Edit the post on the marginal cost of mistakes: reproduce everything from "Marginal cost of" down to "unit of production?", with "DevOps" changed to "continuous delivery".

- Source document
● ● ● ● ●

Marginal cost of making mistakes

01Aug17

In a note to my last post ‘Safety first‘ I promised more on this topic, so here goes…

TL;DR

As software learns from manufacturing by adopting the practices we’ve called DevOps we’ve got better at catching mistakes earlier and more often in our ‘production lines’ to reduce their cost; but what if the whole point of software engineering is to make mistakes? What if mistake is the unit of production?

Marginal cost

Wikipedia has a pretty decent definition of marginal cost:

In economics, marginal cost is the change in the opportunity cost that arises when the quantity produced is incremented by one unit, that is, it is the cost of producing one more unit of a good. Intuitively, marginal cost at each level of production includes the cost of any additional inputs required to produce the next unit.

This begs the question of what is a ‘unit of a good’ with software?

What do we make?

Taking the evolutionary steps of industrial design maturity that I like to use when explaining DevOps it seems that we could say the following:

  • Design for purpose (software as a cottage industry) – we make a bespoke application. Making another one isn’t in incremental thing, it’s a whole additional dev team.
  • Design for manufacture (packaged software) – when software came in boxes this stuff looked like traditional manufactured goods, but the fixed costs associated with the dev team would be huge versus the incremental costs of another cardboard box, CD and set of manuals. As we’ve shifted to digital distribution marginal costs have tended towards zero, so thinking about marginal cost isn’t really useful if we’re thinking that the ‘good’ is a given piece of packaged software.
  • Design for operations (software as a service/software based services) – as we shift to this paradigm then the unit of good becomes more meaningful – a paying user, or a subscription. These are often nice businesses to be in as the marginal costs of adding more subscribers are generally small and can scale well against underlying infrastructure/platform costs that can also be consumed as services.

The cost of mistakes

Mistakes cost money, and the earlier you eliminate a mistake from a value chain the less money you waste on it. This is the thinking that lies at the heart of economic doctrine from our agricultural and industrial history. We don’t want rotten apples, so better to leave them unpicked versus spending effort on harvesting, transportation etc. just to get something to market that won’t be sold. It’s the same in manufacturing – we don’t want a car where the engine won’t run, or the panels don’t fit, so we’ve optimised factory floors to identify and eliminate mistakes as early as possible, and we’ve learned to build feedback mechanisms to identify the causes of mistakes and eliminate them from designs (for the product itself, and how it’s made).

● ● ● ● ●

- Stored data
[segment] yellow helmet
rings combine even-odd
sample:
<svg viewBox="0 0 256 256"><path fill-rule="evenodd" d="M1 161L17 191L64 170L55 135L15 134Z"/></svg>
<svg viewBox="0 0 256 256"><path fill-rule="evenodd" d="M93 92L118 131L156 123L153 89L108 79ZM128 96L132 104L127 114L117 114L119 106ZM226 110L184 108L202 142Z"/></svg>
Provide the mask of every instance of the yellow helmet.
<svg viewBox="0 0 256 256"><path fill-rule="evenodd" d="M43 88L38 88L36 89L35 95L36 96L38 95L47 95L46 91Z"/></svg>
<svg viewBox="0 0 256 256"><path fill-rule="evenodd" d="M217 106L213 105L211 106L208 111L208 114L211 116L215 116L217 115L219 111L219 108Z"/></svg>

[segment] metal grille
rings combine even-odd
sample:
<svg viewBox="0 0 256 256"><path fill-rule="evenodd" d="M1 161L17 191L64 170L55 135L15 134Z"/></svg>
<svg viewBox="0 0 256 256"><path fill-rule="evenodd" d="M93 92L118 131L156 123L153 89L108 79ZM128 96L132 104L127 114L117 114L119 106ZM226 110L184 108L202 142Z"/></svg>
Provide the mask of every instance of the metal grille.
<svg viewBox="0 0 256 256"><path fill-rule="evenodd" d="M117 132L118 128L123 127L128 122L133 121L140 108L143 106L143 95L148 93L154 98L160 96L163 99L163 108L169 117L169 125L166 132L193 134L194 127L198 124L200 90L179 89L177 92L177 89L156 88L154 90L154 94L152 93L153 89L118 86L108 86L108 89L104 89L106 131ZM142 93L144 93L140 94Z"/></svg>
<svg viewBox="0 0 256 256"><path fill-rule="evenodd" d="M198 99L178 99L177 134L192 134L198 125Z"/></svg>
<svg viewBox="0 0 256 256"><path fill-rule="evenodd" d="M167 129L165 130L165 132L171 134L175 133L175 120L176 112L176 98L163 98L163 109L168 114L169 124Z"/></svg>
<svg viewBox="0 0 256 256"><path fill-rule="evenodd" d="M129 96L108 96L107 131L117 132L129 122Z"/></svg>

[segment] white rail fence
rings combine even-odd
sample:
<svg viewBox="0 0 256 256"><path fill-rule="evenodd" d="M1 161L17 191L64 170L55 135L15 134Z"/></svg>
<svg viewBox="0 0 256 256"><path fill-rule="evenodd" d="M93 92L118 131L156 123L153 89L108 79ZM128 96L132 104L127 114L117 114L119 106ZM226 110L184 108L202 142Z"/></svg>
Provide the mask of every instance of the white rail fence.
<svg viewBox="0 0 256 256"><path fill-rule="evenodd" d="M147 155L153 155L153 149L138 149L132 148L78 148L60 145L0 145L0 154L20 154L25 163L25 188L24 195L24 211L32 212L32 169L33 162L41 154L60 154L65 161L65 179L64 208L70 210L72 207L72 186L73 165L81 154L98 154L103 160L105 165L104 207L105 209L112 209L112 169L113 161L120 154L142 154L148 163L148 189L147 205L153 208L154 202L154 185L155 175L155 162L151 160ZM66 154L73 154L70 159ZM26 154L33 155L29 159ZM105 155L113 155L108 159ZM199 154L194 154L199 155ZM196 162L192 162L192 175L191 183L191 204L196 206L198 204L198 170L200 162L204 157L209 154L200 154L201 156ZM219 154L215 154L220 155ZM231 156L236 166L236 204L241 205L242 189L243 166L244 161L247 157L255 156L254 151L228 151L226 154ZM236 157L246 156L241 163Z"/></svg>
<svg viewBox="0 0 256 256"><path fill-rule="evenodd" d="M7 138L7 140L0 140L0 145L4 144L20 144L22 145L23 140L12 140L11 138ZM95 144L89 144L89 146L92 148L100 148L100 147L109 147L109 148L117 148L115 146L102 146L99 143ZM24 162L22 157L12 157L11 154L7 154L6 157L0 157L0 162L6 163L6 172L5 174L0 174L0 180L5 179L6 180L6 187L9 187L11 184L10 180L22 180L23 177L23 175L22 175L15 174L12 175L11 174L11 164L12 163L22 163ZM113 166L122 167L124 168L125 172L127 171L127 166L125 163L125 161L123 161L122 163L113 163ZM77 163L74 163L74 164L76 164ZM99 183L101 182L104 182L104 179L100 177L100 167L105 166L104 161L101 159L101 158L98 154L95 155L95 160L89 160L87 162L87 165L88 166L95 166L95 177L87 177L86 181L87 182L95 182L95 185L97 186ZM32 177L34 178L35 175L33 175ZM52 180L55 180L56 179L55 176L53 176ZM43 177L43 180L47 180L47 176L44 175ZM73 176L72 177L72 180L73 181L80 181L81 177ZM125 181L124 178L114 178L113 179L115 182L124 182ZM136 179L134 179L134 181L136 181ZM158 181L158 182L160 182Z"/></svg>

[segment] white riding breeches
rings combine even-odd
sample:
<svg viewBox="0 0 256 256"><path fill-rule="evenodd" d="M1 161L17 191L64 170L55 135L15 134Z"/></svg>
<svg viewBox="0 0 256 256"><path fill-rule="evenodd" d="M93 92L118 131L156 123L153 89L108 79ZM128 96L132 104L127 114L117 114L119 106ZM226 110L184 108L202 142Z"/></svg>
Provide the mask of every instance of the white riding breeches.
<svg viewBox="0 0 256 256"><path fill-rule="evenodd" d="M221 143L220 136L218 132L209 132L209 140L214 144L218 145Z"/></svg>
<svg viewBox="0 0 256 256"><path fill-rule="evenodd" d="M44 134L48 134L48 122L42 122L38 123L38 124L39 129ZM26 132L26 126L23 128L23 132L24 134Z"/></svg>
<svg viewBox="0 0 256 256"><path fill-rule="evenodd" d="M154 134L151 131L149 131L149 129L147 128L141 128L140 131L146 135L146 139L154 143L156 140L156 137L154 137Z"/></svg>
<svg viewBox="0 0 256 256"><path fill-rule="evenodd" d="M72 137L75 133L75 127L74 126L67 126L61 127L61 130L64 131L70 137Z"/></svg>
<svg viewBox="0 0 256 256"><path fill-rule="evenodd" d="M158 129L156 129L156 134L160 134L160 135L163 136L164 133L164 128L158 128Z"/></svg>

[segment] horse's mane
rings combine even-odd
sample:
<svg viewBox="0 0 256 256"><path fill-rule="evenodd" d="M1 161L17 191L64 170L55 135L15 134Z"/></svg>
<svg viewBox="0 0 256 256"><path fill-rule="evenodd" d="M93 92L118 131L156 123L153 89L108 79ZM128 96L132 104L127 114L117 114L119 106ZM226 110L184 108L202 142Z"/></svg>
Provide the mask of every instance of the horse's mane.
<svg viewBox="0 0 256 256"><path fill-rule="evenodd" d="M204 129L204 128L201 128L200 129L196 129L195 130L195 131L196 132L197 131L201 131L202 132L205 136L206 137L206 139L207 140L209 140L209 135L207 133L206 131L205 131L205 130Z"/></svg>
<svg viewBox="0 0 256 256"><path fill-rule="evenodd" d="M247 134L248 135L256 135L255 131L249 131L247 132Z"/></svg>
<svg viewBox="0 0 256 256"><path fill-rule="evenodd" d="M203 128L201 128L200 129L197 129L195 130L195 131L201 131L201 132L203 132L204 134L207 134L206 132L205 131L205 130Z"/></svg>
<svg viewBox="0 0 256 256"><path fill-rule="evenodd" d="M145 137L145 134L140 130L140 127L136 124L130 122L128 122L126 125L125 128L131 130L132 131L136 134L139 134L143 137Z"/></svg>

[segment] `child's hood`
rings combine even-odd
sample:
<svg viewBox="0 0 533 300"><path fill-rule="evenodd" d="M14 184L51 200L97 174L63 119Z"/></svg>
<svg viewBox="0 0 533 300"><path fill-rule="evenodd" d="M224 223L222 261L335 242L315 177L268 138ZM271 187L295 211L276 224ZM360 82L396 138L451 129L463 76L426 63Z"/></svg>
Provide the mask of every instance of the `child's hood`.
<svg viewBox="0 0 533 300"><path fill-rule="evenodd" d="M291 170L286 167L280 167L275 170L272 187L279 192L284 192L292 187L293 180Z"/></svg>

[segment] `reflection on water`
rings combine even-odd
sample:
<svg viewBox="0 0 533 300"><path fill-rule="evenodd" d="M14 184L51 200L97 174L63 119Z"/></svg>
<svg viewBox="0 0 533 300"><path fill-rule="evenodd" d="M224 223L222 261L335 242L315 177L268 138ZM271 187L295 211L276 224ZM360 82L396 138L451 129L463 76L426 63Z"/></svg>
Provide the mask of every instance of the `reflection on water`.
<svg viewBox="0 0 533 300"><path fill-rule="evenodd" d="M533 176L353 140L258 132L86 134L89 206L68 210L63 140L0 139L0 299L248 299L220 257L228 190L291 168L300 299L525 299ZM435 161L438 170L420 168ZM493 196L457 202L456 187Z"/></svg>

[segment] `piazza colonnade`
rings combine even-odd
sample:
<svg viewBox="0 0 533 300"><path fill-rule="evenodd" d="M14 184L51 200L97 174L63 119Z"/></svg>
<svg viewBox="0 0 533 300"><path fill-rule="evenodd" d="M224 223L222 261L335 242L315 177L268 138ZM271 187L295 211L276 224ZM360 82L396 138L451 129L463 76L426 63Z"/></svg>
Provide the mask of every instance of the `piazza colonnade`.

● ● ● ● ●

- Response below
Marginal cost of making mistakes

01Aug17

In a note to my last post ‘Safety first‘ I promised more on this topic, so here goes…

TL;DR

As software learns from manufacturing by adopting the practices we’ve called continuous delivery we’ve got better at catching mistakes earlier and more often in our ‘production lines’ to reduce their cost; but what if the whole point of software engineering is to make mistakes? What if mistake is the unit of production?